>> Start EXTRACTED INFORMATION
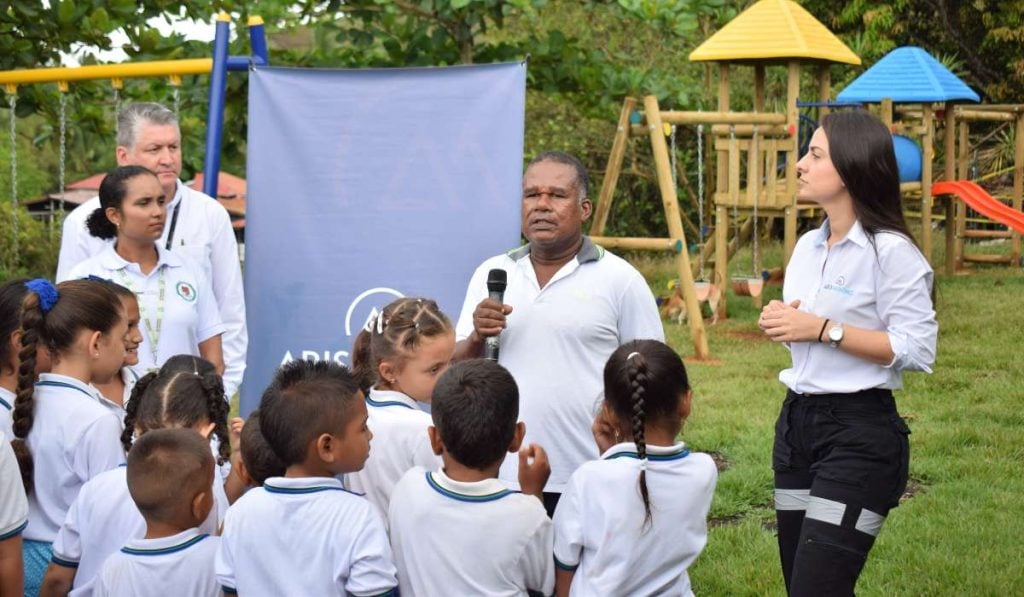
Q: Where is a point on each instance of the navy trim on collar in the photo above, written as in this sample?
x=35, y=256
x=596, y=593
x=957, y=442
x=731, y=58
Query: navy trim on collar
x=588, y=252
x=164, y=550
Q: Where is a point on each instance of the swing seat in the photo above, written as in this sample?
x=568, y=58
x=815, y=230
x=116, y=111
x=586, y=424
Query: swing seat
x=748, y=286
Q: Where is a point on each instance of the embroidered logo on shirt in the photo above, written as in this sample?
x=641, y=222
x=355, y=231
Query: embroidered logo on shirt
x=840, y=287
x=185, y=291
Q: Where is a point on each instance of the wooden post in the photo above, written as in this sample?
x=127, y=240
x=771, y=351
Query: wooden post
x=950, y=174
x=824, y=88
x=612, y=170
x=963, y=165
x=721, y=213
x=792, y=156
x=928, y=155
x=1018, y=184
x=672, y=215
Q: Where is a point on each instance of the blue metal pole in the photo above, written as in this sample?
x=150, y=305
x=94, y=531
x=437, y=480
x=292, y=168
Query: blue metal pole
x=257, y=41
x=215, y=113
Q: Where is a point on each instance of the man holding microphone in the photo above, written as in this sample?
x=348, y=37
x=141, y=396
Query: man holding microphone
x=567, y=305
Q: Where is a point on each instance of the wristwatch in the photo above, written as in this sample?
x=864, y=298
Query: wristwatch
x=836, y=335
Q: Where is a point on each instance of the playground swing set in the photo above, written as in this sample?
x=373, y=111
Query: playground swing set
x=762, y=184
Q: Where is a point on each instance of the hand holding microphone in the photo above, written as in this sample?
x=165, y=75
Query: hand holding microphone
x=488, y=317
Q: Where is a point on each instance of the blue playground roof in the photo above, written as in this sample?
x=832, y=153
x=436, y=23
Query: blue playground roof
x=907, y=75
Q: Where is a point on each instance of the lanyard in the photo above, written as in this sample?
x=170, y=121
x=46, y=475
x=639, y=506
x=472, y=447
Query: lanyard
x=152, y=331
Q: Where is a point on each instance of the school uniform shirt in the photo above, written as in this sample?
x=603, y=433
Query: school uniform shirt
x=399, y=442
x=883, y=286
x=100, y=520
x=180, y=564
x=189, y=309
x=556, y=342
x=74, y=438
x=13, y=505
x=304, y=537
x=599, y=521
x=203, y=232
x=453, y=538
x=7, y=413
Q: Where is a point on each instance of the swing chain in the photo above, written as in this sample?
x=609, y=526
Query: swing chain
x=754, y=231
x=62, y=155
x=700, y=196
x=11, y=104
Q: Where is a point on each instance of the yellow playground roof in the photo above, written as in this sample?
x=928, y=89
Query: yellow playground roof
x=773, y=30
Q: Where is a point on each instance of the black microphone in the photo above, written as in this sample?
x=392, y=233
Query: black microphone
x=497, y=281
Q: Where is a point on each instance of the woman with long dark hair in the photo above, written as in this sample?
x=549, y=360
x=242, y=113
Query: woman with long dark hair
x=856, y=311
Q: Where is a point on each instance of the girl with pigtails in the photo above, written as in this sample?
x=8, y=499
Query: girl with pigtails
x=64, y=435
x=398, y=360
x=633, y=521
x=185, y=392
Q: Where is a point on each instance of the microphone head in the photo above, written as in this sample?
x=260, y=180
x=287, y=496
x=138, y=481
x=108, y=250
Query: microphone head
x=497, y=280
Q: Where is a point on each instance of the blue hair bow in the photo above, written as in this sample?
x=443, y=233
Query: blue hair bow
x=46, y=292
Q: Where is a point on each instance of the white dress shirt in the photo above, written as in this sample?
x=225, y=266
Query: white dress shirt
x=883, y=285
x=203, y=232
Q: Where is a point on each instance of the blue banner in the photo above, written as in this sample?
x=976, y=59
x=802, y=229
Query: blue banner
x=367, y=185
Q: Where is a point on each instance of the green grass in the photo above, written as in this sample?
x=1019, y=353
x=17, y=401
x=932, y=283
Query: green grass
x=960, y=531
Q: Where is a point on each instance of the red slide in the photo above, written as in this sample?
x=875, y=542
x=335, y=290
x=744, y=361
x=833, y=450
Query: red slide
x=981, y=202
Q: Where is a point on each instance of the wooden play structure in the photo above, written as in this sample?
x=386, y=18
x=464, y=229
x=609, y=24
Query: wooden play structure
>> End EXTRACTED INFORMATION
> [WHAT THE EXERCISE ASKS] Rewrite the part of the records that opens with the line containing "the blue metal" and closes with the line containing "x=836, y=335", substituting "watch" for "wristwatch" and leaving everything else unchanged.

> [ANSWER FOR THE TASK]
Q: Where is a point on each instance of the blue metal pole in the photo above, written as in this sample?
x=150, y=305
x=94, y=531
x=437, y=480
x=292, y=168
Query: blue metal pole
x=257, y=41
x=215, y=113
Q: Where is a point on each instance of the man holding microphone in the photo above, written as in this sample?
x=348, y=37
x=141, y=396
Query: man holding microphone
x=567, y=305
Q: Where is a point on each instance of the watch in the photo above, written as in this sample?
x=864, y=298
Query: watch
x=836, y=335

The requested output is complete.